## EXTRAIT
- - -

L’efficacité énergétique des bâtiments représente 40 % du gisement potentiel des économies totales d’énergie en France, mais on n’en parle guère. Les médias mettent l’accent sur les énergies renouvelables et les normes en vigueur les plus dures portent sur le bâtiment neuf. Améliorer l’efficacité énergétique des logements anciens n’est donc pas une urgence politique.
 

Pourtant, c’est un domaine où l’on pourrait agir efficacement pour le climat, d’une façon qui aurait des retombées sociales positives.
 

C’est le constat fait par Simon Pirmet et Romain Roussel, deux ingénieurs des mines dans le cadre de leur mémoire de fin d’études.(1)  Ils proposent un plan d’action reposant sur sept mesures, qui ne demandent pas de déploiement législatif complexe, ne seraient pas très onéreuses et dont certaines pourraient provoquer un électrochoc salutaire...
 

Le constat :
 

Dans le domaine du bâtiment résidentiel, qui représente 30 % de la consommation d’énergie finale et 25 % des émissions de CO2 françaises, la France a adopté en 2017 un grand plan de rénovation énergétique, avec cinq objectifs principaux :
 

-rénover 500 000 logements par an ;

-réduire de 15 % la consommation énergétique des logements d’ici 2023 ;

-rénover toutes les “passoires énergétiques” du parc privé d’ici 2025 et celles du parc social d’ici 2022 ;

-réduire de 28 % la consommation énergétique finale des bâtiments d’ici 2030 ;

-rénover l’ensemble du parc de bâtiments pour qu’ils deviennent basse consommation d’ici 2050.

- - -

## ENREGISTREMENTS DE DONNÉES
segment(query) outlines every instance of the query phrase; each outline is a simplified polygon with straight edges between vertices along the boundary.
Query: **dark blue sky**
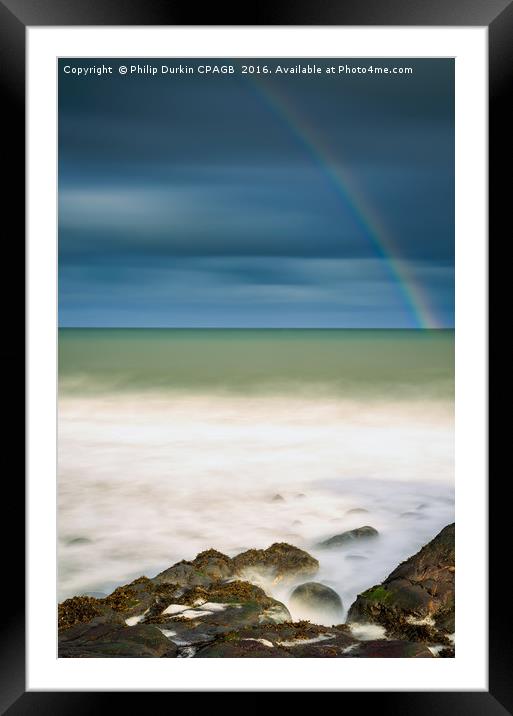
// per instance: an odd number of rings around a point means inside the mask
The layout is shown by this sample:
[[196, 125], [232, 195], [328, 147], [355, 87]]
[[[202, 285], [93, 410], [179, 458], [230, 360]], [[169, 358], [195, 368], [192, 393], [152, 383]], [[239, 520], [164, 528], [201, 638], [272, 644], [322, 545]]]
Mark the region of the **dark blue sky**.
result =
[[453, 326], [452, 60], [63, 72], [101, 62], [60, 61], [61, 326]]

- - -

## EXERCICE PROPOSÉ 1
Pour chacune des affirmations suivantes, dites si elle concorde avec l’extrait sur l’efficacité énergétique des bâtiments, en répondant par oui ou par non et en citant mot pour mot les termes de l’extrait qui tranchent.
(a) Le bâtiment résidentiel représente 30 % de la consommation d’énergie finale en France.
(b) Le grand plan de rénovation énergétique a été adopté par la France en 2015.
(c) Le plan d’action proposé par les deux ingénieurs repose sur dix mesures.
## EXERCICE PROPOSÉ 2
Reproduisez à l’identique toutes les lignes des enregistrements, en laissant de côté les images.
Les enregistrements n’ont aucun rapport avec l’extrait.

## CORRIGÉ 1
(a) Oui : « qui représente 30 % de la consommation d’énergie finale »
(b) Non : « la France a adopté en 2017 un grand plan de rénovation énergétique »
(c) Non : « Ils proposent un plan d’action reposant sur sept mesures »

## CORRIGÉ 2
segment(query) outlines every instance of the query phrase; each outline is a simplified polygon with straight edges between vertices along the boundary.
Query: **dark blue sky**
// per instance: an odd number of rings around a point means inside the mask
The layout is shown by this sample:
[[196, 125], [232, 195], [328, 147], [355, 87]]
[[[202, 285], [93, 410], [179, 458], [230, 360]], [[169, 358], [195, 368], [192, 393], [152, 383]], [[239, 520], [164, 528], [201, 638], [272, 644], [322, 545]]]
Mark the region of the **dark blue sky**.
result =
[[453, 326], [452, 60], [63, 72], [101, 62], [60, 61], [61, 326]]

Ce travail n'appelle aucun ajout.